DATA FOR ANALYSIS:
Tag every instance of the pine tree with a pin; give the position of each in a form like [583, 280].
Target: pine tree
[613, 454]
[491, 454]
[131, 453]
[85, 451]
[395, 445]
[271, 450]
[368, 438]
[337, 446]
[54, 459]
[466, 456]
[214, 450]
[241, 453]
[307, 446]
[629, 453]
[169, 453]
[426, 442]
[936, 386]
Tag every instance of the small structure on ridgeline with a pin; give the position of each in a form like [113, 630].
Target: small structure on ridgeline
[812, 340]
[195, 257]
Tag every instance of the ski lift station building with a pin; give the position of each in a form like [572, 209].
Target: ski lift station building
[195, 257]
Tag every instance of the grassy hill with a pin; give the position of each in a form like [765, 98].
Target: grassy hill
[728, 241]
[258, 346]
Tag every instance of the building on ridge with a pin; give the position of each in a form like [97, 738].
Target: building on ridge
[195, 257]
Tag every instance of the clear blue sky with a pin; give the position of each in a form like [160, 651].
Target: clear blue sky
---
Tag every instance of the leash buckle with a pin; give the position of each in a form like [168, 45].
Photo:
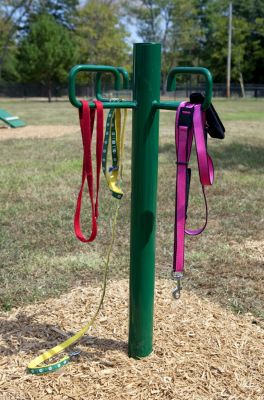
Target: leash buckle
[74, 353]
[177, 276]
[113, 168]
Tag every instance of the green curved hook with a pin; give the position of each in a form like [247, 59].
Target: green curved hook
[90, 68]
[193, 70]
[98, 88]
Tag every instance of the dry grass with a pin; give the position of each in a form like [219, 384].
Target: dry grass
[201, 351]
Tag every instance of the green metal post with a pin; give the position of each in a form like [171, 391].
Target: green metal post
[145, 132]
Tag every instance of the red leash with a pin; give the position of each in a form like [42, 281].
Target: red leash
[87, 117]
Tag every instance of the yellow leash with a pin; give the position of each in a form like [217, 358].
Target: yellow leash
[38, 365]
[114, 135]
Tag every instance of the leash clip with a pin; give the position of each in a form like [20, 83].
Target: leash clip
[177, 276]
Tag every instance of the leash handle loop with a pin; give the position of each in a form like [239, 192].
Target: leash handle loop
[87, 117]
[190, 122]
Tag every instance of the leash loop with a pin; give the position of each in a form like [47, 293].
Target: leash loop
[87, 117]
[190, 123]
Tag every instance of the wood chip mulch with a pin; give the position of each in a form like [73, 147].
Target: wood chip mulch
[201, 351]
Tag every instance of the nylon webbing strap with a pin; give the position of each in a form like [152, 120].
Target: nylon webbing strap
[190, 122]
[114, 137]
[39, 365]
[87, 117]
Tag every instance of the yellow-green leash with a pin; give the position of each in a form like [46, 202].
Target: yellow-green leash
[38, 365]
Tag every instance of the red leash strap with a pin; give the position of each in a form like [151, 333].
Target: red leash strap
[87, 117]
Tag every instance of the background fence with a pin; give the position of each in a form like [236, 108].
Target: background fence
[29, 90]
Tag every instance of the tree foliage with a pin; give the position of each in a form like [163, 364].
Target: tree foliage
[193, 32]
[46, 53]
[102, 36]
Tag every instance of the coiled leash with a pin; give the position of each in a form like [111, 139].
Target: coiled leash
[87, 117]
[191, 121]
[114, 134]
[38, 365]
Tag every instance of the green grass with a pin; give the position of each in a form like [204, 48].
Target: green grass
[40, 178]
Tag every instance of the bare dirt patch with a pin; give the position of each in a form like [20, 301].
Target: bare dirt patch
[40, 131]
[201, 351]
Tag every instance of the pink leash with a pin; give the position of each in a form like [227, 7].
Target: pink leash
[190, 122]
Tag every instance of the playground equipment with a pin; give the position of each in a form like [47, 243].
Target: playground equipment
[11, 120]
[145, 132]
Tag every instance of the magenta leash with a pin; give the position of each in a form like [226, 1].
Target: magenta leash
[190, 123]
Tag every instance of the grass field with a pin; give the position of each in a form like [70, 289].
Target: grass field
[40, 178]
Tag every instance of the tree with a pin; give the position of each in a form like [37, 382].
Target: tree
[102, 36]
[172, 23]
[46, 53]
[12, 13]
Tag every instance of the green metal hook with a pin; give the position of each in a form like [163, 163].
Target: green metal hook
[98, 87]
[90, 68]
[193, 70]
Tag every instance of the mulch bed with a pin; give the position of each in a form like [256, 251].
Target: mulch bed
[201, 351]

ASSIGNMENT:
Wherever the string "blue" shows up in the material, copy the line that holds it.

RESPONSE TO THE EXERCISE:
Tag every instance of the clear blue sky with a pin; give the position of each in a form like [160, 651].
Target: clear blue sky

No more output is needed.